WHAT TO WORK ON>
a) In the IOI Properties passage, what amount of impairment losses did IOI Properties record in FY2024?
b) List every design feature of IOI City Mall Phase 2 that the IOI Properties passage says could likely have contributed to the Energy Efficiency criteria.
c) Extend the passage on IOI Properties by writing the next part, starting after its final sentence.

PASSAGE GIVEN>

━━━━━━━━━━━━━━━━

The financial trajectory highlights a significant improvement in resilience. In FY2024, IOI Properties recorded RM110.6 million in impairment losses that reflect valuation pressures in a challenging market. By FY2025, these losses were reduced to RM19.7 million with RM34.9 million reversals recognized. This turnaround coincided with IOI’s deliberate integration of ESG practices across its operations.
At the asset level, IOI City Mall and other flagship properties are certified under GBI and LEED, signaling environmental efficiency and resilience. Its IOI City Mall Phase 2 was awarded a Green Building Index Certificate, achieving the minimum threshold of 50 – 65 points under the NRNC (Non-Residential New Construction) tool. Its design features of external solar shading, low-e glazing, energy-efficient lighting with photo and motion sensors, heat recovery wheels, variable air volume (VAV) system, regenerative lifts and rooftop rainwater harvesting could likely have contributed strongly to the Energy Efficiency criteria. The mall also invested in solar PV systems which would have earned point under the Renewable Energy category.
Beyond technical design, IOI Property embeds sustainability into its governance framework which includes tenancy agreements that incorporate green lease clauses requiring tenants to align with sustainability practices. At the corporate level, the IOI Sustain Roadmap 2030 (ISR 2030) sets out twelve strategies, ranging from climate resilience and biodiversity action plans to sustainable financing and waste management. These commitments are not abstract as IOI City Mall was awarded the Malaysia GBC Leadership in Sustainability Platinum Award (2024) and was recognized at the ASEAN Energy Awards that affirmed its operational excellence.

━━━━━━━━━━━━━━━━

SUPPLIED MATERIAL>

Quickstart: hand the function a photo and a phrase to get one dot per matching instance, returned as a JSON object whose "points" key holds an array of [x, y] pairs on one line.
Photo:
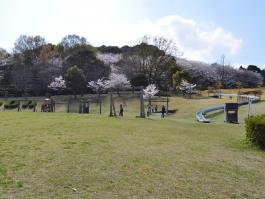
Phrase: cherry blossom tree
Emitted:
{"points": [[150, 91], [118, 82], [58, 84], [186, 87], [98, 86]]}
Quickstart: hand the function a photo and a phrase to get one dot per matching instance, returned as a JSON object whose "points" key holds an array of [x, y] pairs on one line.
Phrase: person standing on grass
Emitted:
{"points": [[163, 111], [156, 108], [121, 110]]}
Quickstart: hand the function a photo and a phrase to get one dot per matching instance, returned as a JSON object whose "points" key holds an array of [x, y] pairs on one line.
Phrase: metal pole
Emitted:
{"points": [[100, 107], [167, 101], [111, 113], [142, 112], [249, 107]]}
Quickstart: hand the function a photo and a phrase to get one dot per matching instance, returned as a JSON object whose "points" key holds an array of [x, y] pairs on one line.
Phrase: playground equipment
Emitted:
{"points": [[48, 105], [231, 112], [201, 115]]}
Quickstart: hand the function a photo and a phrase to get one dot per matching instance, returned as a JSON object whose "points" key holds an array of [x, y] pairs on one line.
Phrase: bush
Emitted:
{"points": [[32, 105], [26, 104], [255, 127], [11, 104], [29, 104]]}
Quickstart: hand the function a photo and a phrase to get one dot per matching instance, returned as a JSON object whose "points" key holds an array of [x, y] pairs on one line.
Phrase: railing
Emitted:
{"points": [[201, 115]]}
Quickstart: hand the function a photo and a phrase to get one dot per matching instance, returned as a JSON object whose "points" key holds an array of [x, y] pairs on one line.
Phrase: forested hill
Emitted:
{"points": [[34, 63]]}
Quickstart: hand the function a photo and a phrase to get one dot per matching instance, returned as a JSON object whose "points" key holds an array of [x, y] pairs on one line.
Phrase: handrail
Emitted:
{"points": [[201, 114]]}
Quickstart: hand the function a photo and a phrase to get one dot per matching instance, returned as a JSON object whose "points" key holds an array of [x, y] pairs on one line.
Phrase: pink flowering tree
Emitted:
{"points": [[98, 86], [186, 88], [58, 84], [118, 82]]}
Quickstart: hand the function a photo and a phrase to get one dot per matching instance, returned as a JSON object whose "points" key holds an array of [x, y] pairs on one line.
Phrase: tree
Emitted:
{"points": [[254, 68], [85, 58], [3, 54], [186, 88], [71, 41], [178, 76], [27, 43], [139, 80], [118, 82], [155, 58], [75, 80], [150, 91], [98, 86], [58, 84]]}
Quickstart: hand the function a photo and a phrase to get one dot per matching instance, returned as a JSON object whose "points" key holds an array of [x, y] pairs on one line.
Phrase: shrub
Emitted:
{"points": [[26, 104], [32, 105], [255, 127], [29, 104], [11, 104]]}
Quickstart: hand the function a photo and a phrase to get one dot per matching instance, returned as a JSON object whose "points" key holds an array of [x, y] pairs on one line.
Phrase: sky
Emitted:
{"points": [[202, 30]]}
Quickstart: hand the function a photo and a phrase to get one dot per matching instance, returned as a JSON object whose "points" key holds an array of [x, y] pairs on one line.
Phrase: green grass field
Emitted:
{"points": [[60, 155]]}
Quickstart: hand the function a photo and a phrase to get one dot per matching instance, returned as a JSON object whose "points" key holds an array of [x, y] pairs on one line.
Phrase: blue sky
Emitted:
{"points": [[202, 29]]}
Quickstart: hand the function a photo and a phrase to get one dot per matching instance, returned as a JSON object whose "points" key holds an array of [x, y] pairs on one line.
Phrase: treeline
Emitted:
{"points": [[34, 63]]}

━━━━━━━━━━━━━━━━

TASK-BY-TASK RESULTS>
a) RM110.6 million

b)
- External solar shading
- Low-e glazing
- Energy-efficient lighting with photo and motion sensors
- Heat recovery wheels
- Variable air volume (VAV) system
- Regenerative lifts
- Rooftop rainwater harvesting

c)
The impact of these ESG measures is tangible. Embedding sustainability in investment properties has helped IOI Properties stabilize rental yields and attract tenants who value certified, efficient spaces. This cushions valuation swings and reduces impairment losses. The FY2025 impairment reversals demonstrate how ESG adoption directly strengthens asset resilience and ensures valuations are robust against market volatility.
In essence, IOI Properties case study illustrates how ESG is more than compliance. It is a financial safeguard that protects investment properties from impairment shocks and reinforces investor confidence. For IOI, sustainability has become inseparable from asset value as it is a strategy that ensures malls, offices and townships remain relevant, resilient and profitable in a rapidly evolving market.
Closing Note (Part 1)
IOI Properties show how ESG adoption in investment assets can directly reduce impairment losses and stabilize valuations. In Part 2, we shall explore how Sime Darby Property embeds ESG across both townships and building assets and how this dual approach has preserved valuations and reinforced investor trust.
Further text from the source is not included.